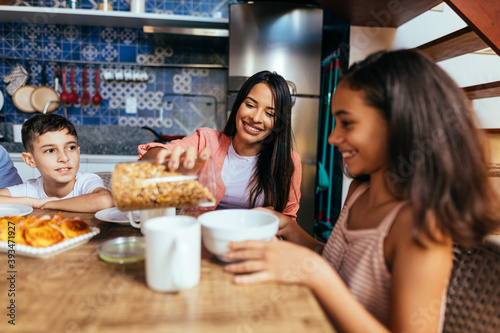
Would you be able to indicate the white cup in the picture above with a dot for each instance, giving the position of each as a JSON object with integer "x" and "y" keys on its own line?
{"x": 173, "y": 253}
{"x": 146, "y": 214}
{"x": 17, "y": 132}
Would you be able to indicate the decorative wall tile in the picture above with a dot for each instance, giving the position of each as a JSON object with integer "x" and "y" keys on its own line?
{"x": 118, "y": 50}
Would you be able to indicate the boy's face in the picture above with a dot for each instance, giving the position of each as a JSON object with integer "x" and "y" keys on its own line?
{"x": 56, "y": 155}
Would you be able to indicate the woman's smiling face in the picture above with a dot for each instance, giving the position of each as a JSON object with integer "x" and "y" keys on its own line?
{"x": 254, "y": 120}
{"x": 360, "y": 132}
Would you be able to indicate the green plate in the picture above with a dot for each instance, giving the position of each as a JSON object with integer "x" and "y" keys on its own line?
{"x": 122, "y": 250}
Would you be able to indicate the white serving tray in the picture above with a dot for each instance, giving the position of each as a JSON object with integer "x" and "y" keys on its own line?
{"x": 45, "y": 252}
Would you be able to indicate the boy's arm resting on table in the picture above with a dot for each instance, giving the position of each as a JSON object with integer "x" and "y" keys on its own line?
{"x": 6, "y": 198}
{"x": 99, "y": 199}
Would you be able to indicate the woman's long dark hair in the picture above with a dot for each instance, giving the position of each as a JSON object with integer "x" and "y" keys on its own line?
{"x": 436, "y": 152}
{"x": 274, "y": 167}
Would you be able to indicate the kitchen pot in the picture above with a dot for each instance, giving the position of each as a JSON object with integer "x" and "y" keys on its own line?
{"x": 161, "y": 137}
{"x": 22, "y": 98}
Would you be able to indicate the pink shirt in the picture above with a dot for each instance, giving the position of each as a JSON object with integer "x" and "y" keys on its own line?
{"x": 358, "y": 257}
{"x": 218, "y": 144}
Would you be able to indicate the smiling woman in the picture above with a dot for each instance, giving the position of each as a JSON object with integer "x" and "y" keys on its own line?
{"x": 255, "y": 163}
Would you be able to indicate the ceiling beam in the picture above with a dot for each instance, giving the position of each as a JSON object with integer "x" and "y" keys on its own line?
{"x": 457, "y": 43}
{"x": 378, "y": 13}
{"x": 484, "y": 90}
{"x": 483, "y": 16}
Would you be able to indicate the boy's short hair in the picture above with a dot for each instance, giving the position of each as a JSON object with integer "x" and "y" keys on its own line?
{"x": 41, "y": 124}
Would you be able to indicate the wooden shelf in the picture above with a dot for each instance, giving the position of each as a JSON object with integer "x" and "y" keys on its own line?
{"x": 87, "y": 17}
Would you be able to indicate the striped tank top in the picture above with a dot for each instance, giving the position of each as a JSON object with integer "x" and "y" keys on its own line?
{"x": 358, "y": 257}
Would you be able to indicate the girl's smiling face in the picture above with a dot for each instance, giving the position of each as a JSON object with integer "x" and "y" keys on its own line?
{"x": 254, "y": 120}
{"x": 360, "y": 132}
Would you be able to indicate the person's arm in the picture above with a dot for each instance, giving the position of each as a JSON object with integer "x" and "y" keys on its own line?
{"x": 99, "y": 199}
{"x": 6, "y": 198}
{"x": 187, "y": 149}
{"x": 293, "y": 204}
{"x": 419, "y": 279}
{"x": 292, "y": 263}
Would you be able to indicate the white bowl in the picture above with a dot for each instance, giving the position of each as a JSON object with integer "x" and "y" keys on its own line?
{"x": 220, "y": 227}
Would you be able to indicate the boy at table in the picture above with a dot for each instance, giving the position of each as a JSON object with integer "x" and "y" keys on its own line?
{"x": 51, "y": 146}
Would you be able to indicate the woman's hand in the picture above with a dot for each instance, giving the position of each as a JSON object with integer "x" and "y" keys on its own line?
{"x": 274, "y": 261}
{"x": 188, "y": 157}
{"x": 285, "y": 221}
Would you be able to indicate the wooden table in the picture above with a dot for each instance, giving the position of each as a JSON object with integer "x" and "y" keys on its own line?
{"x": 75, "y": 291}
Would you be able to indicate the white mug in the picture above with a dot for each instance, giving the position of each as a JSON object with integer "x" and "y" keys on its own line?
{"x": 173, "y": 253}
{"x": 146, "y": 214}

────────────────

Required work |
A faithful copy of every record is required, with no pictures included.

Answer |
Would you be able to indicate the white cup in the picture above with a dot for each instance, giving the position of each as a JSON object with integer "x" and "y" keys on its own line?
{"x": 173, "y": 253}
{"x": 146, "y": 214}
{"x": 17, "y": 132}
Would you be able to indicate the decorative wall tile in the picture above with a dot for each instance, giving the position of each as a JSON object with integer "x" and "y" keys on its own line?
{"x": 118, "y": 50}
Would you be able to indicate the boy's face in the picture above with a dot for each instance, giving the position of each as a JSON object with integer "x" and "y" keys on its own line?
{"x": 56, "y": 155}
Would you be able to indicate the woman's smiling face in the picture above with a dot for each instance, giving the position of each as a JSON object with integer "x" and "y" keys on its own line?
{"x": 254, "y": 120}
{"x": 360, "y": 132}
Would you be able to indicate the green plate in the picture above with a dot for each instance, giving the position of each as a JSON object with integer "x" and "y" keys on its own line?
{"x": 122, "y": 250}
Would you be able to indicate the white serving tray in the picture above with a dot for each instance, giving the position of each as a JSON object with integer "x" and "y" keys on its own line?
{"x": 45, "y": 252}
Would you be able to indicate the boy's arm resting on table in the picture above with a dot for each instance, giving the position of each as a JSON object with integer "x" and "y" keys on its own line?
{"x": 6, "y": 198}
{"x": 99, "y": 199}
Would you be able to indicate the woman's long dark hair in the picture above with a dot for each instance, giving the position of each as a JSON object with integer "x" and "y" keys on its own line?
{"x": 436, "y": 152}
{"x": 274, "y": 167}
Would you be able to indicate the kitchen pot in the picture above with a dot for each instance, giving the position of each as a JSON object with integer "x" and "y" keys on its own line?
{"x": 161, "y": 137}
{"x": 22, "y": 98}
Would you be able to indicate the pink shirt in the picture above with a dot for each instance, giving the position of each as a JSON object with integer "x" and "y" keys on its own line?
{"x": 358, "y": 257}
{"x": 218, "y": 144}
Would you be able to indicate the smiling woman in the picture above with a dot for each instance, giving the position of each as a JSON object with integer "x" and "y" keys on its own line?
{"x": 255, "y": 163}
Would you be able to indicate the ceiling beam in the picture above with a dot for each instance, giving the position of each as a JSON object with integer "x" and "y" keys on its own line?
{"x": 457, "y": 43}
{"x": 378, "y": 13}
{"x": 484, "y": 90}
{"x": 483, "y": 16}
Would you be able to indicate the boy's short hair in the picture above with a dot for each instance, giving the position of each as a JSON object with integer "x" and "y" keys on its own line?
{"x": 41, "y": 124}
Would you be able to indicate the wooden shelf in the picture above with a dot for each instance, giving the position of each as a JSON object with integer "x" and "y" keys on its own line?
{"x": 87, "y": 17}
Would you be able to indicate the striped tank top in the picture above with a dot for each instance, giving the position of each as a JSON object with integer "x" and "y" keys on its own line?
{"x": 358, "y": 257}
Would you be able to indicate the girl's smiling face in the picture above with a dot for each instance, giving the position of each as a JSON object with integer "x" and "y" keys on its own line?
{"x": 254, "y": 120}
{"x": 360, "y": 132}
Would you be able to indicate the person's arm in the picture above with a dot for each instance, giving the position of each as a JSON object with integer "x" and "y" keys on its own line?
{"x": 99, "y": 199}
{"x": 6, "y": 198}
{"x": 187, "y": 149}
{"x": 293, "y": 204}
{"x": 419, "y": 279}
{"x": 292, "y": 263}
Would you be able to indicate the white bowl in the picture above with a dot for each instance, giving the position of each as a JSON object with integer "x" and "y" keys on its own line?
{"x": 220, "y": 227}
Would you be able to indicate the boy at table in the picture above with a dot for each instance, giving the position of each as a JSON object with integer "x" and "y" keys on its own line?
{"x": 51, "y": 146}
Would you be able to indicate the woman's hand in the picture above with a dot for each instance, giving the position of each as a JSON object with integer "x" and "y" keys on its own line?
{"x": 274, "y": 261}
{"x": 188, "y": 157}
{"x": 285, "y": 221}
Would you be able to indicate the wooden table in the picture above with a dot for each instance, giving the position of each as a JSON object with integer "x" and "y" keys on its own line?
{"x": 75, "y": 291}
Would you be able to indicate the white mug in the picture above with a dot for each instance, giving the position of each as a JSON object with integer "x" and "y" keys on its own line?
{"x": 173, "y": 253}
{"x": 146, "y": 214}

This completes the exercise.